Lines of data:

↓↓↓

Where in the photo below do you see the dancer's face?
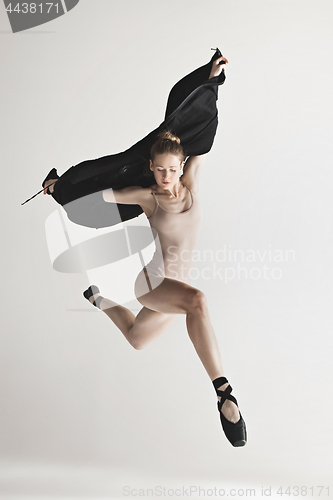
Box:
[150,154,182,189]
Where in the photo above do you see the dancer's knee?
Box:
[129,331,147,351]
[187,288,208,313]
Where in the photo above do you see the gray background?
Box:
[0,0,333,499]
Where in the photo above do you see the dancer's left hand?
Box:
[209,56,229,78]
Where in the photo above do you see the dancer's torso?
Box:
[146,180,202,282]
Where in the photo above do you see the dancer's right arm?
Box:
[103,186,147,207]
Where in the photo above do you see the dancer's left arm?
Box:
[181,153,207,193]
[182,56,229,192]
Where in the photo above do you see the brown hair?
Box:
[150,131,185,162]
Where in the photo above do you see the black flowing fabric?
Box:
[52,49,225,228]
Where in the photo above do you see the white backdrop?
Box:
[0,0,333,499]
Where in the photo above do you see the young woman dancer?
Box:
[40,52,247,446]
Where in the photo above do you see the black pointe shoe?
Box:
[211,47,225,65]
[212,377,247,446]
[83,285,103,309]
[42,168,59,194]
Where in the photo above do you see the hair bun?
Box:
[157,131,180,144]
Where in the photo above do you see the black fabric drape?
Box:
[52,49,225,228]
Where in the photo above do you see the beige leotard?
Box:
[134,180,202,297]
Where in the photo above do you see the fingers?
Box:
[215,56,229,65]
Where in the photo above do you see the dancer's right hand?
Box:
[209,56,229,79]
[43,179,58,194]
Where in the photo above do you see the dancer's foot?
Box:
[217,383,240,424]
[43,179,58,194]
[88,293,102,304]
[209,56,229,79]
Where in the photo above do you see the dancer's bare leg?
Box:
[90,278,240,422]
[89,293,178,349]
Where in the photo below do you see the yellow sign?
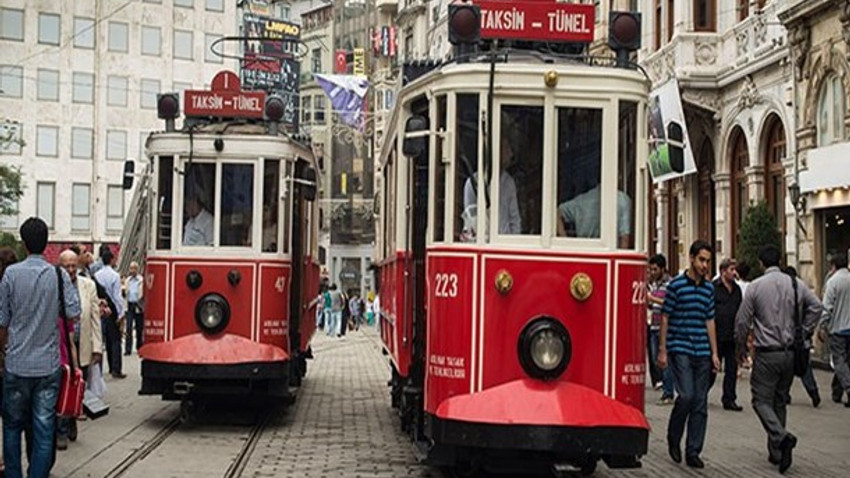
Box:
[352,48,366,76]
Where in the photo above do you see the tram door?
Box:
[401,98,430,440]
[289,158,316,387]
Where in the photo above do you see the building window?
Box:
[730,127,750,255]
[71,183,91,231]
[667,0,676,42]
[38,13,61,45]
[312,48,322,73]
[764,116,786,231]
[106,186,124,232]
[139,79,159,109]
[818,75,847,146]
[142,27,162,56]
[0,65,24,98]
[106,75,128,106]
[313,95,325,124]
[107,22,129,53]
[174,30,193,60]
[204,33,224,63]
[74,17,95,49]
[71,128,94,159]
[35,183,56,229]
[71,72,94,103]
[106,130,127,161]
[694,0,717,32]
[36,68,59,101]
[35,125,59,158]
[0,8,24,41]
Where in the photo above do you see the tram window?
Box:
[434,96,446,242]
[491,105,543,234]
[183,163,215,246]
[454,94,479,242]
[155,156,174,249]
[617,101,638,249]
[219,164,254,247]
[557,108,602,238]
[263,159,280,252]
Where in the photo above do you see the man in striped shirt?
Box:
[658,241,720,468]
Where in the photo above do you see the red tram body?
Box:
[127,72,319,400]
[377,7,649,473]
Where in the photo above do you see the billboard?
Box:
[648,78,697,183]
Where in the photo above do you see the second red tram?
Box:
[378,7,649,472]
[126,73,319,406]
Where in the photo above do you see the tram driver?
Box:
[183,194,213,246]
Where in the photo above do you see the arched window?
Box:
[694,0,717,32]
[729,127,750,253]
[818,75,847,146]
[764,116,786,232]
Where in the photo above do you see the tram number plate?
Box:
[434,273,457,298]
[632,280,646,305]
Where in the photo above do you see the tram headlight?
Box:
[195,294,230,334]
[517,317,572,380]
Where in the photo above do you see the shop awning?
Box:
[800,143,850,193]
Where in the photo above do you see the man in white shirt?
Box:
[463,136,522,234]
[183,195,213,246]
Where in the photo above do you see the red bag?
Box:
[56,365,86,418]
[56,266,86,418]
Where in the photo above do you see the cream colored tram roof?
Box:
[380,52,650,167]
[145,123,316,163]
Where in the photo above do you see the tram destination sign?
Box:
[183,71,266,118]
[474,0,595,43]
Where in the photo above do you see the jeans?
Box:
[667,353,712,457]
[647,330,673,398]
[124,302,145,355]
[3,370,62,478]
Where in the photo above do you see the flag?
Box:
[315,73,369,130]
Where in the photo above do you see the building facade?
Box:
[640,0,792,274]
[0,0,238,252]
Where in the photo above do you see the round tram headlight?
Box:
[517,317,572,380]
[195,294,230,334]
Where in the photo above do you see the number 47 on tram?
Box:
[378,1,684,473]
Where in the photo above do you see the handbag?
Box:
[56,266,86,418]
[791,276,811,377]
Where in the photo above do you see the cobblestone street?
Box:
[52,330,850,478]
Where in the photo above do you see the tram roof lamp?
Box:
[448,3,481,45]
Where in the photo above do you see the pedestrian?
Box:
[59,249,103,441]
[820,250,850,407]
[646,254,674,405]
[0,217,80,478]
[712,258,744,412]
[94,249,127,378]
[735,245,821,473]
[124,261,145,355]
[658,240,720,468]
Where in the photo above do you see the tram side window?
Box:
[183,163,215,246]
[491,105,543,235]
[219,164,254,247]
[434,96,446,242]
[155,156,174,249]
[557,108,602,238]
[263,159,280,252]
[454,94,479,242]
[617,101,638,249]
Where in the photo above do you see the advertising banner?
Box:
[648,79,697,183]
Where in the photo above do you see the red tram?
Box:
[128,72,319,406]
[377,6,649,473]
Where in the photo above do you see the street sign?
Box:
[183,71,266,118]
[473,0,595,43]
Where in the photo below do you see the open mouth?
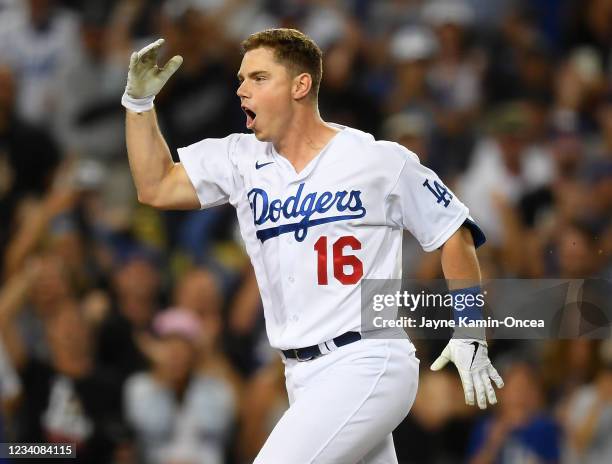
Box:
[242,106,257,129]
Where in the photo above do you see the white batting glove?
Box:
[431,338,504,409]
[121,39,183,113]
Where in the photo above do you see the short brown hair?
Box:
[241,28,323,99]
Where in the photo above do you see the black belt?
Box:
[283,332,361,361]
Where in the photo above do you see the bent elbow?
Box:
[137,191,163,209]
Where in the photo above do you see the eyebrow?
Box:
[236,70,268,81]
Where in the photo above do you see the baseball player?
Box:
[122,29,503,464]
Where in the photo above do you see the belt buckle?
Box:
[293,348,314,362]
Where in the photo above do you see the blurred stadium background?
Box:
[0,0,612,464]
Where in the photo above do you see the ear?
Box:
[291,73,312,100]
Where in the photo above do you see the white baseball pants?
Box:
[254,339,419,464]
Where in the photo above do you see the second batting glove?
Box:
[431,338,504,409]
[121,39,183,113]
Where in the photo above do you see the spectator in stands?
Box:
[563,360,612,464]
[97,252,161,380]
[124,308,236,464]
[0,0,78,126]
[469,362,561,464]
[16,302,121,464]
[0,335,21,442]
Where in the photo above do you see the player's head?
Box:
[236,29,323,140]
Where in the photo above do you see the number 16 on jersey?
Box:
[314,235,363,285]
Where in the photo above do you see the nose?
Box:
[236,80,247,98]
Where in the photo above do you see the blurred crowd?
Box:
[0,0,612,464]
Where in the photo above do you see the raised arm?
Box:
[431,227,504,409]
[121,39,200,209]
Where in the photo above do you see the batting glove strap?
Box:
[121,90,155,113]
[431,339,504,409]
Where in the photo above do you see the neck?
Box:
[273,109,340,172]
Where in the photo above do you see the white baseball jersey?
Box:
[178,125,482,349]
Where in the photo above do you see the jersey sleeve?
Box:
[385,146,485,251]
[178,134,240,208]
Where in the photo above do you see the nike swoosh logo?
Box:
[470,342,480,369]
[255,161,274,169]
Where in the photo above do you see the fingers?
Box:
[430,345,450,371]
[138,39,165,61]
[480,370,497,404]
[472,372,487,409]
[459,371,474,406]
[159,55,183,81]
[487,364,504,388]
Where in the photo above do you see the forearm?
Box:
[442,227,481,290]
[126,109,174,203]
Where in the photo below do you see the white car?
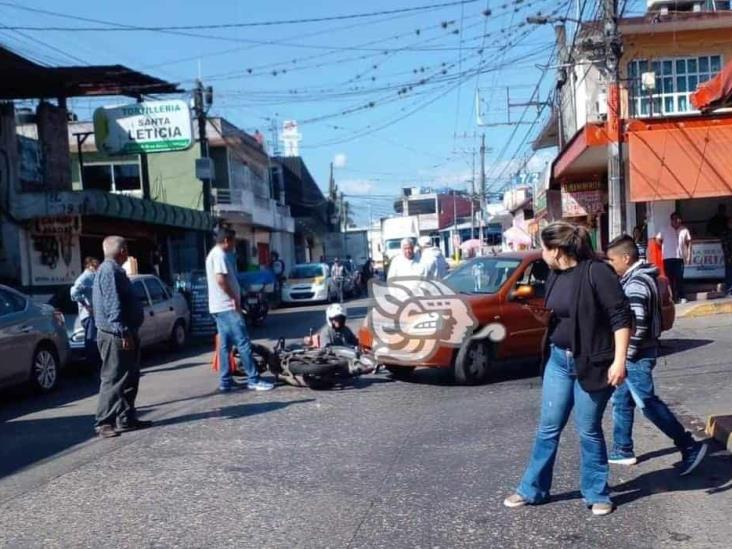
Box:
[49,275,191,361]
[282,263,335,303]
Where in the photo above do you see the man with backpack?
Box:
[607,235,707,476]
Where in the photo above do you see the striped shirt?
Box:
[620,260,662,361]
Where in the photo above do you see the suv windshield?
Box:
[384,238,417,250]
[445,257,521,294]
[290,265,323,278]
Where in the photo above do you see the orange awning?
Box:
[627,116,732,202]
[552,123,608,180]
[691,61,732,112]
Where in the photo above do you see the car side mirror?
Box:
[509,284,536,301]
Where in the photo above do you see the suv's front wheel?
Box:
[30,343,60,393]
[454,340,493,385]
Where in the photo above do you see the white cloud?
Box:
[336,179,375,195]
[333,153,348,168]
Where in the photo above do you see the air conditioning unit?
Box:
[587,92,607,122]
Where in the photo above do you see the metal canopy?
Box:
[0,46,182,99]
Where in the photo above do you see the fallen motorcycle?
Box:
[235,338,377,389]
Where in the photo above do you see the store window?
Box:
[628,55,722,116]
[84,164,142,192]
[145,278,168,305]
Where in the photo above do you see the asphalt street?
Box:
[0,301,732,548]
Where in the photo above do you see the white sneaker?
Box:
[592,503,613,517]
[503,494,529,509]
[247,379,274,391]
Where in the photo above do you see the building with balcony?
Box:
[535,1,732,260]
[272,156,332,263]
[69,118,294,272]
[0,48,214,292]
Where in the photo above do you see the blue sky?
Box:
[0,0,644,222]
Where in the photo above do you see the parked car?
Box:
[282,263,336,303]
[359,251,675,384]
[0,286,69,392]
[49,275,190,361]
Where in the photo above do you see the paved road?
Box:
[0,302,732,548]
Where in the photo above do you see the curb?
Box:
[676,299,732,319]
[706,416,732,453]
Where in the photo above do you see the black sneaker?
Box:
[681,442,708,477]
[94,424,119,438]
[116,419,152,433]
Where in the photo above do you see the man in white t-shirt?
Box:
[656,212,691,303]
[386,238,424,280]
[206,229,274,393]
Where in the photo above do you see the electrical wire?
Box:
[0,0,486,32]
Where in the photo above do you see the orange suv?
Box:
[358,251,675,385]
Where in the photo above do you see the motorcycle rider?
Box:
[318,303,358,349]
[330,257,346,302]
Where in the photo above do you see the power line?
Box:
[0,0,486,32]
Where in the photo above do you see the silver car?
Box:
[55,275,190,360]
[0,285,69,392]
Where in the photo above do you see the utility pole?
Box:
[478,132,486,255]
[470,149,475,240]
[604,0,626,239]
[338,193,347,231]
[452,189,460,261]
[193,80,213,214]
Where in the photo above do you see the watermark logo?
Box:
[369,278,506,364]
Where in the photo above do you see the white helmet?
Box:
[325,303,348,322]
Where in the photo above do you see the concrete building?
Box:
[0,49,214,291]
[69,118,294,273]
[273,156,332,263]
[535,1,732,278]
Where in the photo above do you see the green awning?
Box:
[11,191,216,231]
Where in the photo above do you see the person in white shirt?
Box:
[386,238,424,280]
[656,212,691,303]
[206,229,274,393]
[419,236,450,279]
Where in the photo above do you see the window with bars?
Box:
[628,55,722,116]
[83,163,142,192]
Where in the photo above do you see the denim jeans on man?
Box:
[94,331,140,427]
[517,346,612,505]
[612,348,694,453]
[213,311,259,388]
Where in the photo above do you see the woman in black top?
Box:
[504,221,631,515]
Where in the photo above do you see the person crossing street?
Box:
[607,235,707,476]
[206,229,274,393]
[92,236,151,438]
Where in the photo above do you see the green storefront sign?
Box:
[94,99,193,155]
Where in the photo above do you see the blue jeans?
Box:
[213,311,259,387]
[613,349,694,452]
[517,345,612,505]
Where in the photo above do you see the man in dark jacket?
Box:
[607,235,707,475]
[92,236,151,438]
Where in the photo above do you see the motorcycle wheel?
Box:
[288,358,348,377]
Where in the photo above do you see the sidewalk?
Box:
[676,294,732,319]
[655,312,732,452]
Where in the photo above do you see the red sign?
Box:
[562,181,605,217]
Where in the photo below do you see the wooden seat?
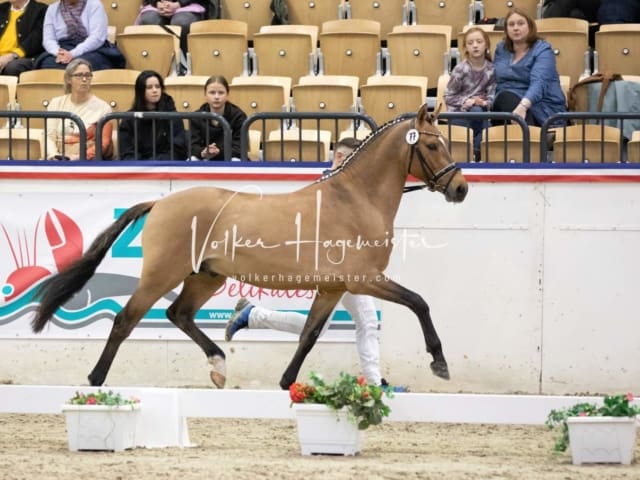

↑↑↑

INSTRUCTIONS FOR THE TASK
Arrange the records above as a Markdown table with the columns Row and Line, giving each line a row number and omitting blank lines. Begin at the line that contains "Where in the photo above do you see the tram driver?" and stop after the line that contains "[52,330,850,478]".

PROBLEM SOLUTION
| Row | Line |
|---|---|
| 1 | Where in the photo above do you see the tram driver? |
| 2 | Box: |
| 3 | [183,194,213,246] |
| 4 | Where in the photo above do you see the arched window? |
| 5 | Box: |
| 6 | [694,0,717,32] |
| 7 | [729,127,750,253] |
| 8 | [818,75,847,146] |
| 9 | [764,116,786,232] |
| 10 | Where in the photo above do you see the tram number plate? |
| 11 | Box: |
| 12 | [434,273,457,298] |
| 13 | [632,280,646,305] |
| 14 | Where in the photo above do you see the tram headlight? |
| 15 | Box: |
| 16 | [195,294,230,334] |
| 17 | [517,317,572,380] |
| 18 | Where in the photo above do you see the shop awning? |
| 19 | Box: |
| 20 | [800,143,850,193] |
| 21 | Where in the photo above do you see the man in white shirt? |
| 22 | Box: |
| 23 | [463,136,522,234] |
| 24 | [183,195,213,246] |
| 25 | Where in the photo above do you see the red bag? |
| 26 | Box: |
| 27 | [56,365,86,418] |
| 28 | [56,266,86,418] |
| 29 | Where in the photo above do you see the cream colored tram roof? |
| 30 | Box: |
| 31 | [380,52,650,167] |
| 32 | [145,123,316,163] |
| 33 | Where in the photo above do you see the tram destination sign? |
| 34 | Box: |
| 35 | [183,71,266,118] |
| 36 | [474,0,595,43] |
| 37 | Where in the photo above do you see the jeans? |
| 38 | Box: |
| 39 | [667,353,712,457] |
| 40 | [647,330,673,398] |
| 41 | [124,302,145,355] |
| 42 | [3,370,62,478] |
| 43 | Where in the photo above do you see the flag? |
| 44 | Box: |
| 45 | [315,73,369,130] |
| 46 | Where in the photo above do you see the building facade? |
| 47 | Box: |
| 48 | [640,0,792,274] |
| 49 | [0,0,238,252] |
| 50 | Where in the photo above do you see the round tram headlight? |
| 51 | Box: |
| 52 | [517,317,572,380] |
| 53 | [195,294,230,334] |
| 54 | Where in the photo above do you see the number 47 on tram? |
| 55 | Box: |
| 56 | [378,1,684,473] |
| 57 | Where in the photo above do you see the handbag? |
| 58 | Box: |
| 59 | [56,266,86,418] |
| 60 | [791,276,811,377] |
| 61 | Where in the photo above do you see the cobblestone street? |
| 62 | Box: |
| 63 | [52,330,850,478] |